**Énoncé du problème 1**
Relevez dans l’extrait de source ci-dessous, consacré à la méthode EBIOS, chacune des grandes étapes de son histoire, avec l’année correspondante.
**Énoncé du problème 2**
Dans l’extrait de source ci-dessous sur la méthode EBIOS, reformulez de manière plus concise le paragraphe qui commence par « D’abord imaginée pour répondre », sans perdre ses faits principaux.
===== Extrait de source
La méthode EBIOS Risk Manager continue son déploiement et son adoption s’accélère. Il n’en reste pas moins qu’un large capital d’analyses EBIOS 2010 est toujours en place et valide. Peut-on les migrer sous EBIOS RM et pour quels gains ?
Un peu d’histoire
La méthode EBIOS est une méthode d’analyse et d’évaluation des risques qui a aujourd’hui près de 25 ans. Elle a initialement été définie par la DCSSI, qui est devenue l’ANSSI en 2009.
D’abord imaginée pour répondre au besoin de rédaction de fiche FEROS à destination du monde de la défense, elle a connu de nombreuses mises à jour au fil de son intégration dans le monde industriel et de son exploitation par les acteurs terrain. Elle est intrinsèquement compatible (vocabulaire, démarche) avec les normes les plus répandues, et notamment l’ISO 27005.
L’histoire de cette méthode est marquée par 4 grandes étapes
- La première version officielle (1995)
- Une actualisation de la méthode (2004)
- Une évolution significative en 2010 (EBIOS 2010)
- Une autre évolution significative en 2018 (EBIOS RM)
Portée par un contexte cyber en pleine expansion, la méthode EBIOS 2010 s’est solidement implantée, à la fois auprès des acteurs publics et institutionnels mais aussi dans le monde privé.
Elle avait néanmoins pour défaut de proposer une démarche d’assez bas niveau, pilotée par une approche unitaire des vulnérabilités et de la remédiation associée.
La mise à jour EBIOS RM a pour objectif d’accélérer ce déploiement et l’utilisation de la méthode, en fournissant un nouveau cadre plus agile, centré sur l’utilisateur et l’écosystème. Les deux versions de la méthode n’ayant pas pour vocation de cohabiter, comment migrer de l’une à l’autre ?
Faut-il passer à EBIOS Risk Manager ?
EBIOS 2010 parle de Module, EBIOS RM parle d’Atelier. Ce changement de vocabulaire n’est pas anodin, et vient réellement appuyer la volonté de communication et d’échange portée par cette nouvelle itération de la méthode.
==========
===== Bloc de données
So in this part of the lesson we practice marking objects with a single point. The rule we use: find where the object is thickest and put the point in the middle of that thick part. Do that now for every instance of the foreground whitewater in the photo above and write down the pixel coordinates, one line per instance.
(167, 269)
==========
**Réponse attendue 1**
- La première version officielle (1995)
- Une actualisation de la méthode (2004)
- Une évolution significative en 2010 (EBIOS 2010)
- Une autre évolution significative en 2018 (EBIOS RM)

**Réponse attendue 2**
Conçue à l’origine pour la rédaction de fiches FEROS destinées au monde de la défense, la méthode a été mise à jour à de nombreuses reprises avec son intégration dans l’industrie et son usage par les acteurs de terrain. Par son vocabulaire et sa démarche, elle est compatible avec les normes les plus répandues, notamment l’ISO 27005.